** start of Data for this task **

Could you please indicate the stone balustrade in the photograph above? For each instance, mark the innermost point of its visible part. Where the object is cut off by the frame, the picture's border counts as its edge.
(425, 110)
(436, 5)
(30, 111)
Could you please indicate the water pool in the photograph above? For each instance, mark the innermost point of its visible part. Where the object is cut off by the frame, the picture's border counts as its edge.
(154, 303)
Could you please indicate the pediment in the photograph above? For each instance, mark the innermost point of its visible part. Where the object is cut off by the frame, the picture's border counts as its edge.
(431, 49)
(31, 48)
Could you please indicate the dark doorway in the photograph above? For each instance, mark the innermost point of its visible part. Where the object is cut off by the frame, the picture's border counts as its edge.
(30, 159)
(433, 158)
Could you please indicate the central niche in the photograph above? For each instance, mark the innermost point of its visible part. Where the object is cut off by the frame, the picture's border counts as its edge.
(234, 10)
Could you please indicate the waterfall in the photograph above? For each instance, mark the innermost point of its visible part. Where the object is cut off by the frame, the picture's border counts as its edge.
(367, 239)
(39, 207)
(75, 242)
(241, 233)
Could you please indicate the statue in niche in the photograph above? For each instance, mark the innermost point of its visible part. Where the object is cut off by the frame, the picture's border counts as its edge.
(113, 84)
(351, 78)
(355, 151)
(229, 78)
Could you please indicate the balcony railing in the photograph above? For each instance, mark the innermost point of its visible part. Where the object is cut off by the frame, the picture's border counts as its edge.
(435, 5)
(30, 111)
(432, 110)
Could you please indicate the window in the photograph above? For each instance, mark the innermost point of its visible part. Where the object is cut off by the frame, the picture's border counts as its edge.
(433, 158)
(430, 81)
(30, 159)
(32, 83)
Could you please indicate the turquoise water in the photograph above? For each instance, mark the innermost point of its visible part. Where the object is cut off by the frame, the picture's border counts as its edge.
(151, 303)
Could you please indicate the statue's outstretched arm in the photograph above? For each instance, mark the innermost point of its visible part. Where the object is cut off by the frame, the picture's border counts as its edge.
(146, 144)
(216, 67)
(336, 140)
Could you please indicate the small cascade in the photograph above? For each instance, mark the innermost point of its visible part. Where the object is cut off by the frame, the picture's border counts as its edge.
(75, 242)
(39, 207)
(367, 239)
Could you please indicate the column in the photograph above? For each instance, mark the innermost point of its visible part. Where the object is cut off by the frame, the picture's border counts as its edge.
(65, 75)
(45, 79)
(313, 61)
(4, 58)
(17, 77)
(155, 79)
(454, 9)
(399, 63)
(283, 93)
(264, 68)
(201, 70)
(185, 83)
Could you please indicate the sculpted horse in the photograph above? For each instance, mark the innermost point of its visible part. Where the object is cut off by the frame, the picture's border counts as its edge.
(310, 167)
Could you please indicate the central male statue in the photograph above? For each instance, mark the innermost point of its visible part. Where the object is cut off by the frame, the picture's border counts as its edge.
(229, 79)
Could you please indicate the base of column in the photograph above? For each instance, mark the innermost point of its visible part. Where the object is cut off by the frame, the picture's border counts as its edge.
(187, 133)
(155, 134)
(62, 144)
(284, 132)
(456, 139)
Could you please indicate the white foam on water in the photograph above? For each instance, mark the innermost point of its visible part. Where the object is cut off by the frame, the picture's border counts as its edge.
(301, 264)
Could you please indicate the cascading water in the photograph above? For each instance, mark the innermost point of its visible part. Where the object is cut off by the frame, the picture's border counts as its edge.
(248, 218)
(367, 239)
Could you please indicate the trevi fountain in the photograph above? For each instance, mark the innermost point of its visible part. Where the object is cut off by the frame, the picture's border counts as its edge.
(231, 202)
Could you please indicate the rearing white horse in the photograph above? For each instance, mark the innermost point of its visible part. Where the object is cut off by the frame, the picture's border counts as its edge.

** end of Data for this task **

Copy all of the items above, swapping "photograph" for "image" wherever it occurs. Leave every other word as it stands.

Could you please indicate the stone balustrade in the image above? For each instance, mark the innermost point of its visible part. Where the object is cut off by the frame, the picture's border counts as its edge.
(425, 110)
(436, 5)
(30, 111)
Could you please indicate the water pool in the image above? For each instance, mark the innermost point of its visible part. Where the object is cut off by the frame, the picture's border counts as its edge.
(154, 303)
Could you please indicate the pediment in the image above? For each instance, mark the innermost point of its visible part. Where the object is cut off by the frame, the picture's border counts as its edge.
(431, 49)
(31, 48)
Could you please indicate the dark doorway in the image above? For each instance, mark the innermost point of its visible part. Where the object is cut off by the frame, the picture's border counts as its edge.
(30, 159)
(433, 158)
Could you please indicate the central niche in the image above? For each instance, mark the innermost point of its visible part. Where the object is cut off by the frame, the picture's border counts as its edge.
(234, 10)
Could you please indicate the waterfall in the image above? For each instance, mark the innermost point of its visible part. Where the object is cut off by the frame, the picture's border counts as its edge.
(367, 239)
(39, 207)
(75, 242)
(241, 233)
Could you please indicate the statue in niche in the image above? For each instance, mark the innermost point of its visible part. Where the object is cut off by the frame, the picture's border counts as its edge.
(113, 84)
(351, 78)
(355, 151)
(229, 78)
Could you please indicate the balcony railing in the image above? For each instance, mark the innermost point of its visible part. Where the object is cut off by the frame, the picture's border counts as its edge.
(435, 5)
(30, 111)
(432, 110)
Could you please indicate the window in the image above? For each instance, mark the innermost point of its visible part. Where the object is cut off by the frame, the picture's border counts as its edge.
(433, 158)
(430, 81)
(30, 159)
(32, 83)
Could you please indicate the turquoise water in the image above? For each instance, mark the innermost point of its visible part. Where the object is cut off by the frame, the picture's border counts as its edge.
(151, 303)
Could you please indicate the statue's outstretched arm in the image above? For each instance, mark the innermost point of its visible part. Where the object is cut off by the frame, the picture's border counts as its edge.
(146, 144)
(216, 67)
(336, 140)
Could you please indicate the small cascade in the image above? For each instance, mark the innermost point of its visible part. Where the object is cut off by the frame, the picture's border counts as its edge.
(75, 242)
(39, 207)
(367, 239)
Could you please indicate the column in the image above? For each instance, mark the innermost point of its visible part. Where the object is cut off by the frame, the picture's border counts as its edge.
(65, 75)
(45, 79)
(313, 61)
(4, 58)
(17, 77)
(155, 79)
(454, 9)
(399, 63)
(283, 93)
(264, 68)
(201, 70)
(185, 83)
Could you please indicate the sculpted horse in the image above? For each instance, mark the innermost point of its visible part. Where the object is cut off by the frame, the picture's border counts as its edge.
(310, 167)
Could you please indicate the central male statue in the image above? For each instance, mark the innermost point of its visible part. Where the object is cut off by the frame, the picture's border counts as its edge.
(229, 79)
Could you please indicate the base of column in the image above? For each instance, mark the innermost point of its visible part. Where the object is cut off by the frame, the picture's border counts as its edge.
(187, 133)
(155, 134)
(62, 144)
(284, 132)
(456, 139)
Could you please indicate the white foam on water in the image above? For each instance, mark the innermost point of its visible part. Where the object is cut off by the frame, the picture's border counts as its edge.
(301, 264)
Could you please indicate the cascading water in the image above? For each instance, mark the innermost point of its visible part. Where the object is cut off by the frame, the picture's border counts as its edge.
(248, 218)
(367, 239)
Could you please indicate the trevi fountain in the image above? For each instance, mark the innermost point of its visible part. Where the object is cut off by the frame, the picture's border counts as its edge.
(231, 202)
Could you please indicate the rearing white horse in the image above? For each instance, mark the innermost point of its visible part. Where the object is cut off by the frame, the picture's border counts as its edge.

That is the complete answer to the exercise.